No trecho sobre as casas do Centro Histórico de Porto Alegre, por que surgiu em 2008 a possibilidade de alugar a casa antiga chamada de "Casa A"?

Trecho fornecido
>>>>>

Em 2008, por necessidade de um aluguel mais barato para sediar uma ONG e também para moradia de alguns militantes deste movimento, surge a possibilidade da locação de uma casa antiga no Centro Histórico de Porto Alegre que compõe um conjunto arquitetônico de oito casas antigas geminadas, tombadas pelo patrimônio histórico. Os primeiros militantes se instalaram no que chamaremos aqui de "Casa A" que se torna um espaço de resistência ecológica e política onde a convivência e o compartilhamento são pilares para uma nova proposta de moradia urbana.

[...] Na minha opinião isso aqui é reflexo duma necessidade que transcende os próprios indivíduos que habitam aqui dentro. Na minha opinião isso aqui é produto duma necessidade absolutamente contemporânea, dos dias de hoje, que é a aglutinação urbana. (Naim, entrevista pessoal, 29 de junho, 2015)

Em 2010, como muitas pessoas frequentavam e desejavam morar no local, surge então surge a possibilidade de se alugar uma casa próxima da "Casa A" e a partir daí instaurou-se a "Casa B". Em 2012 alugaram outra casa que estava entre a "Casa A" e a "Casa B" a qual chamaremos aqui de "Casa C". Essa junção de três casas possibilitou a derrubada dos muros dos fundos que dividiam as casas, momento fortemente significativo para a consolidação da comunidade e da convivência entre os moradores:

(...) E dois anos depois quando pintou a oportunidade dessa casa do meio, nós não tivemos nem dúvida na hora, a gente caiu pra dentro, fechou o contrato. Foi quando a gente quebrou os muros, daí criou uma conexão entre as três casas e aí a comunidade que era só Casa A durante dois anos, depois por cima do pátio fazendo a integração CASA A/CASA B sem a casa do meio por mais dois anos. E aí a partir do quarto ano se quebrou todos os muros e passou a ficar uma coisa integrada. (Norberto, entrevista pessoal, 15 de julho, 2014)

<<<<<

Dados armazenados

>>>>>

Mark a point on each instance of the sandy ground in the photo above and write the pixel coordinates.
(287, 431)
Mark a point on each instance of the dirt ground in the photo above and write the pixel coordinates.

<<<<<

Resposta ao problema
A locação surgiu da necessidade de um aluguel mais barato para sediar uma ONG e também para servir de moradia a alguns militantes do movimento.